EXERCISE OBJECTIVE » Locate each line with the string "distant" in the listing below and copy it.
※
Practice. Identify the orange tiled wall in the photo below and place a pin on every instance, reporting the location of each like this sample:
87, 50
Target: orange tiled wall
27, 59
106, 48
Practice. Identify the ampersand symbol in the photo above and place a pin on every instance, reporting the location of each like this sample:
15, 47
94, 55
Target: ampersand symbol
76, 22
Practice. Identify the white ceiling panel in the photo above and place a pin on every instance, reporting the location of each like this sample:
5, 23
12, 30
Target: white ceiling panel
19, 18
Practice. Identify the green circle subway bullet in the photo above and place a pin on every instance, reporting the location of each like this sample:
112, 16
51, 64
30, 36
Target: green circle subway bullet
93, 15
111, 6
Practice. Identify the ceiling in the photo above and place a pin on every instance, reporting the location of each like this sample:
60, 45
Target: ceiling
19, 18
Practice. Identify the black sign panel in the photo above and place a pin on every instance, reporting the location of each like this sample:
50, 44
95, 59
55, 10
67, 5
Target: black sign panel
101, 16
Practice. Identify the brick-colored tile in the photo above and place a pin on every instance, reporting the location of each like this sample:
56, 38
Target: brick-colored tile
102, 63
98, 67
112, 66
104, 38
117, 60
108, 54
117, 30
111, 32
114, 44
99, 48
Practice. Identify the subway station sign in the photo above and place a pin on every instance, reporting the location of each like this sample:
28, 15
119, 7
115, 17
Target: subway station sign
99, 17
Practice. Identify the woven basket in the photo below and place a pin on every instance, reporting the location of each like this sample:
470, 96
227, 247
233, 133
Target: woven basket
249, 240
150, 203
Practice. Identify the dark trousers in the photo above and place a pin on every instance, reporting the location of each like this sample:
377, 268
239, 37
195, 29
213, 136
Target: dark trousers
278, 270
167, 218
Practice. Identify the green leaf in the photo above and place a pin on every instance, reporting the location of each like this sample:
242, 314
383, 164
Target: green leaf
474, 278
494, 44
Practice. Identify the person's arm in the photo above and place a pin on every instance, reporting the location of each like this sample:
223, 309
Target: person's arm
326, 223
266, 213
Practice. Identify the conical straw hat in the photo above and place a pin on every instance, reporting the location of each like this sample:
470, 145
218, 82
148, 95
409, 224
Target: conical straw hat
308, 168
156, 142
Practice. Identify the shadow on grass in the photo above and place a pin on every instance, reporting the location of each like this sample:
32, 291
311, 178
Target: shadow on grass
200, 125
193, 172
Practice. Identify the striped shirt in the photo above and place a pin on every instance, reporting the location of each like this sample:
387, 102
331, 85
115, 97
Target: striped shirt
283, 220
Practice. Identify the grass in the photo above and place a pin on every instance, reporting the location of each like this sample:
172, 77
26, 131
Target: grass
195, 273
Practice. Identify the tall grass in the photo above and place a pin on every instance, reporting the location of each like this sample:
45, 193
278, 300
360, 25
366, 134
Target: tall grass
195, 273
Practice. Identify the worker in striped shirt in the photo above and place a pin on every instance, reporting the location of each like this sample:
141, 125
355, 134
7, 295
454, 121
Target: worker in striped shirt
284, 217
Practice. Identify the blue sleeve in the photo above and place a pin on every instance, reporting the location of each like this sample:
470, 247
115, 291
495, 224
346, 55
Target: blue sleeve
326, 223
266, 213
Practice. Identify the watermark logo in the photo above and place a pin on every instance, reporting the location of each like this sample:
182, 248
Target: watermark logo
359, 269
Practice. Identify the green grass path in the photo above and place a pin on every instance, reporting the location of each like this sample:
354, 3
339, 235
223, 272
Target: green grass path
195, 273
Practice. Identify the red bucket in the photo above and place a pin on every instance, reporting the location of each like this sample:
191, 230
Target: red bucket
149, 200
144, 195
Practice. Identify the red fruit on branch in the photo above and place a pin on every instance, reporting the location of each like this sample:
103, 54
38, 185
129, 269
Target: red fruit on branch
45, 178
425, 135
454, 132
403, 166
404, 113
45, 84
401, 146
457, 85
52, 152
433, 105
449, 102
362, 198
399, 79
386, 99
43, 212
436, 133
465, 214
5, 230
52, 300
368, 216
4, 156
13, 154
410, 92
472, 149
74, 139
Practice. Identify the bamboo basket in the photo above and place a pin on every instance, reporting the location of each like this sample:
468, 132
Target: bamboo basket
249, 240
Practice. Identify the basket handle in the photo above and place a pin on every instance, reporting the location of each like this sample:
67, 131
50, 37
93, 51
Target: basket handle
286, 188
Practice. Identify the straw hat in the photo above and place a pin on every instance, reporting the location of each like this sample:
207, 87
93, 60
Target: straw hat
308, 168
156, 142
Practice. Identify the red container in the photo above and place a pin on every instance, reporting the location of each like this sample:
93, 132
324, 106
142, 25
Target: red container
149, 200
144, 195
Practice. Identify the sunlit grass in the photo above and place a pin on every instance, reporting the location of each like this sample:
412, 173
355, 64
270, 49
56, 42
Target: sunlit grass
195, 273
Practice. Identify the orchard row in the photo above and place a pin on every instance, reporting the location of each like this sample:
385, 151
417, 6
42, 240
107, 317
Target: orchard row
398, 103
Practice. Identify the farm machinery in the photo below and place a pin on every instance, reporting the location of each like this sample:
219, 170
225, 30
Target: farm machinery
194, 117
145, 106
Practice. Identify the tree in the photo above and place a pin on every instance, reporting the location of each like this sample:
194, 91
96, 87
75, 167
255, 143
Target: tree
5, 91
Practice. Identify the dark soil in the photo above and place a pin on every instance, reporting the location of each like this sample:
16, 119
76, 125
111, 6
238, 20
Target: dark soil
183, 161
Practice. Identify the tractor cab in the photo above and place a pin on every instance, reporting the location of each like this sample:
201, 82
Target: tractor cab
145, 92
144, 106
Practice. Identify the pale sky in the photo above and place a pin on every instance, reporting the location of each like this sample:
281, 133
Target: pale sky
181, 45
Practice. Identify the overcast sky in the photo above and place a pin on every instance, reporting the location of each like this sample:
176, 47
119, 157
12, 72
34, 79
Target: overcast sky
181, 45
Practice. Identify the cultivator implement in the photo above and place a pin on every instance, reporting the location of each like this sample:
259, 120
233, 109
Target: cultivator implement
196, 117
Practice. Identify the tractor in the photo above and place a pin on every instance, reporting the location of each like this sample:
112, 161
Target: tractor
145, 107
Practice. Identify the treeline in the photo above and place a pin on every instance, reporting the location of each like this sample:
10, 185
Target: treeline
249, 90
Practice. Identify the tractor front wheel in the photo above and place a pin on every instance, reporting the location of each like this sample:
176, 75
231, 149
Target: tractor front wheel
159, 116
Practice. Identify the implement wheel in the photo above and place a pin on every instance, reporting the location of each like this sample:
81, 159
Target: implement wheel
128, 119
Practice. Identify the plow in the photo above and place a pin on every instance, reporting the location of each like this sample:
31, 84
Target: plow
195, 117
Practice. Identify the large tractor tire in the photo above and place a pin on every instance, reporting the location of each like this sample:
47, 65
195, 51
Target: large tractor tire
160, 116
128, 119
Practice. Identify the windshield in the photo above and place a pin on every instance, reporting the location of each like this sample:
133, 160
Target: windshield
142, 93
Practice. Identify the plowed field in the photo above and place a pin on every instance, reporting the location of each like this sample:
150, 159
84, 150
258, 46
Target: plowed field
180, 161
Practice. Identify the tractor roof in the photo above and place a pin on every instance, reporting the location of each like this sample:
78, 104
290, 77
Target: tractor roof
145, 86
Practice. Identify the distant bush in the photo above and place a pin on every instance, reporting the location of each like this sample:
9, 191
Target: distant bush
※
RESULT »
Practice. Identify the distant bush in the photo above and place a pin on every instance, reporting the location of each like this sample:
Target: distant bush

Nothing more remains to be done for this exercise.